● DIRECTIONS
Return every entry below exactly as written, minus the pictures.

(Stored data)
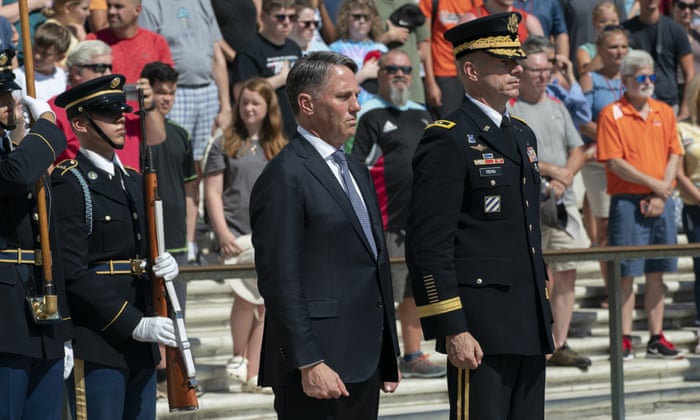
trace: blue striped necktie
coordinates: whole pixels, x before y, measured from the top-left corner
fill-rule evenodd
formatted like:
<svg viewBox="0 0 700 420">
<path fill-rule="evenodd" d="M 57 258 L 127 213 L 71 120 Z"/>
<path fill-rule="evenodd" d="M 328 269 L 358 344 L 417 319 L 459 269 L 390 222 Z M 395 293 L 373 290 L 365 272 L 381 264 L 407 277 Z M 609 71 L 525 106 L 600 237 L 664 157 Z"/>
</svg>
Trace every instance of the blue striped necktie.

● EXPECTED ANSWER
trace: blue striped necktie
coordinates: whole pixels, x before y, measured from the top-left corner
fill-rule evenodd
formatted like:
<svg viewBox="0 0 700 420">
<path fill-rule="evenodd" d="M 57 258 L 127 213 L 71 120 Z"/>
<path fill-rule="evenodd" d="M 328 269 L 358 344 L 417 319 L 459 269 L 390 222 Z M 395 293 L 373 290 L 365 272 L 381 264 L 407 277 Z M 609 71 L 525 106 L 600 237 L 664 157 Z"/>
</svg>
Trace every instance of the blue striped necktie.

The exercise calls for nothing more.